▶ [WHAT THE EXERCISE ASKS]: Can you print every line of the material below verbatim, leaving the pictures out?

[Pointing data excerpts]
┄┄┄┄┄┄┄┄┄┄
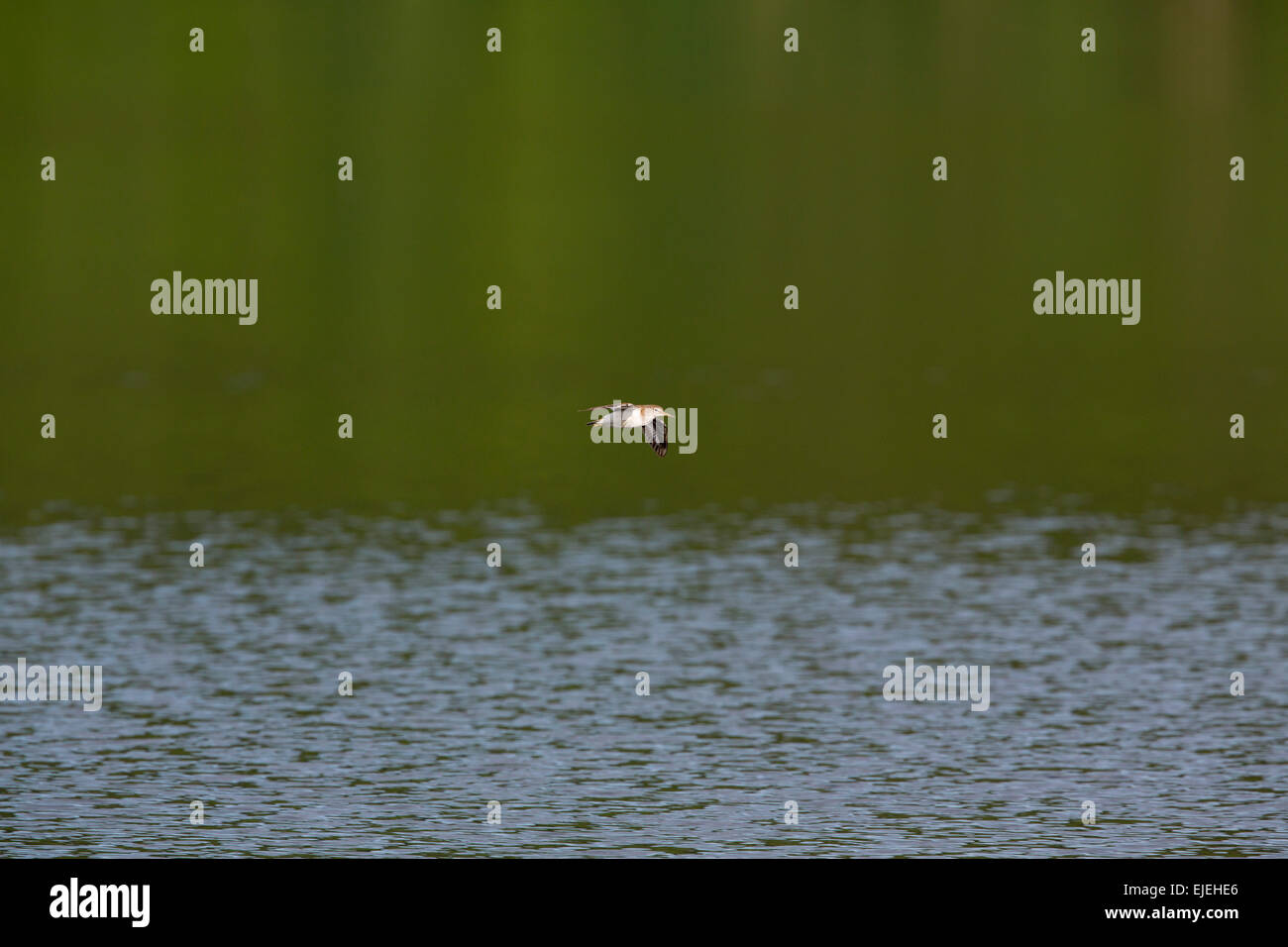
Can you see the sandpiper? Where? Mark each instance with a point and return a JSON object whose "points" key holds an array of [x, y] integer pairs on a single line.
{"points": [[622, 414]]}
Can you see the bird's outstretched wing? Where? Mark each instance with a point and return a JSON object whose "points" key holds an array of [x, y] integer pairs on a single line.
{"points": [[656, 434], [622, 406]]}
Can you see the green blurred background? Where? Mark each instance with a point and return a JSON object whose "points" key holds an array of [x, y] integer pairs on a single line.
{"points": [[518, 169]]}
┄┄┄┄┄┄┄┄┄┄
▶ [CORRECT RESULT]:
Can you see the sandpiper? Where? Mark each instance with a point and return a JSON object whose "points" key holds an array of [x, y] integer pairs on a single line.
{"points": [[622, 414]]}
Can you see the bird's outstretched wing? Where? Mark each instance with a point and return a JSON object whose "points" key holds an array of [x, y] integer pairs on a single line.
{"points": [[656, 434], [622, 406]]}
Can you see the green blurred background? Where? Mark each instance with a point and return a JSON object whose "points" key holds an array of [x, y] integer pairs on a single line.
{"points": [[518, 169]]}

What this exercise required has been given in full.